━━━━━ Dataset records ━━━━━

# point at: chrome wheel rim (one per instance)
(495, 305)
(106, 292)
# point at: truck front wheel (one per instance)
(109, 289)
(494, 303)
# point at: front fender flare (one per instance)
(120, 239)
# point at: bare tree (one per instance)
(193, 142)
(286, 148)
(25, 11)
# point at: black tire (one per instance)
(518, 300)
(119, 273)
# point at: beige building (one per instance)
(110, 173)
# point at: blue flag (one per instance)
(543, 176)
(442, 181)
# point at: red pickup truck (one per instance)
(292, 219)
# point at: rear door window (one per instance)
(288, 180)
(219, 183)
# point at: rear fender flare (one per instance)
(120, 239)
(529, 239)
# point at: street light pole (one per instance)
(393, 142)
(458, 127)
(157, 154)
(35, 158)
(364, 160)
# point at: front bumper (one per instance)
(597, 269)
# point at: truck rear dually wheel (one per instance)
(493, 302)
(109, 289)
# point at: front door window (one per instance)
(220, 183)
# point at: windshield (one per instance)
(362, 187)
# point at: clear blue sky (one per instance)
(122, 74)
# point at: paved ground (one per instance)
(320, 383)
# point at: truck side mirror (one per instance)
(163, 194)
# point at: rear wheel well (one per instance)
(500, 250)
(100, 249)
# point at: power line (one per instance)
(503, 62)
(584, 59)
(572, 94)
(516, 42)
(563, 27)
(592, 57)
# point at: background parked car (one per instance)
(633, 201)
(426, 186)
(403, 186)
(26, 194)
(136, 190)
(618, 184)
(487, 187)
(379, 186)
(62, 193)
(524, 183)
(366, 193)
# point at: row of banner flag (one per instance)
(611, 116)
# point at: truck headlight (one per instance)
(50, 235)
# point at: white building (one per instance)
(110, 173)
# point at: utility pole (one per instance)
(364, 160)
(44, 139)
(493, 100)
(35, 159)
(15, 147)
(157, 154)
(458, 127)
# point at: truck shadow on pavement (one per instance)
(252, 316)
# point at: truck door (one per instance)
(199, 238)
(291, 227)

━━━━━

# Request
What is needed here is an exact reproduction of all the entries.

# Output for this task
# point at: chrome wheel rim (one per instance)
(495, 305)
(106, 292)
# point at: truck front wheel (one per instance)
(109, 289)
(494, 303)
# point at: front fender flare (one per instance)
(120, 239)
# point at: bare tree (one per instance)
(193, 142)
(286, 148)
(25, 11)
# point at: black tire (one per instance)
(518, 300)
(119, 273)
# point at: beige building (one per instance)
(110, 173)
# point at: blue flag (one per instance)
(543, 176)
(442, 181)
# point at: red pickup truck (one per instance)
(292, 219)
# point at: rear door window (one per instance)
(288, 180)
(219, 183)
# point at: rear fender flare (one per instance)
(120, 239)
(529, 239)
# point at: street light pole (one per instance)
(393, 142)
(458, 127)
(157, 154)
(35, 158)
(364, 160)
# point at: front bumper (one per instance)
(597, 269)
# point at: truck rear dually wheel (one per instance)
(493, 302)
(109, 289)
# point at: front door window (one per instance)
(220, 183)
# point at: windshield (one per instance)
(362, 187)
# point at: clear blue sky (one per instance)
(122, 74)
# point at: paved ground (one per instance)
(320, 383)
# point at: truck side mirror (one per instance)
(163, 194)
# point at: rear wheel well (one per instance)
(500, 250)
(100, 249)
# point at: power line (one per instance)
(503, 62)
(584, 59)
(572, 94)
(516, 42)
(563, 27)
(592, 57)
# point at: background parked car (one per instance)
(633, 201)
(426, 186)
(403, 186)
(26, 194)
(136, 190)
(618, 184)
(487, 187)
(379, 186)
(62, 193)
(524, 183)
(366, 193)
# point at: row of banner flag (one per instance)
(611, 116)
# point at: truck headlight (one per instance)
(50, 235)
# point at: white building (one per instance)
(110, 173)
# point at: utility pole (one per instance)
(364, 160)
(44, 139)
(493, 100)
(35, 159)
(15, 147)
(157, 154)
(458, 127)
# point at: truck shadow on pavement (one per instance)
(252, 316)
# point at: truck door (one per instance)
(199, 238)
(291, 227)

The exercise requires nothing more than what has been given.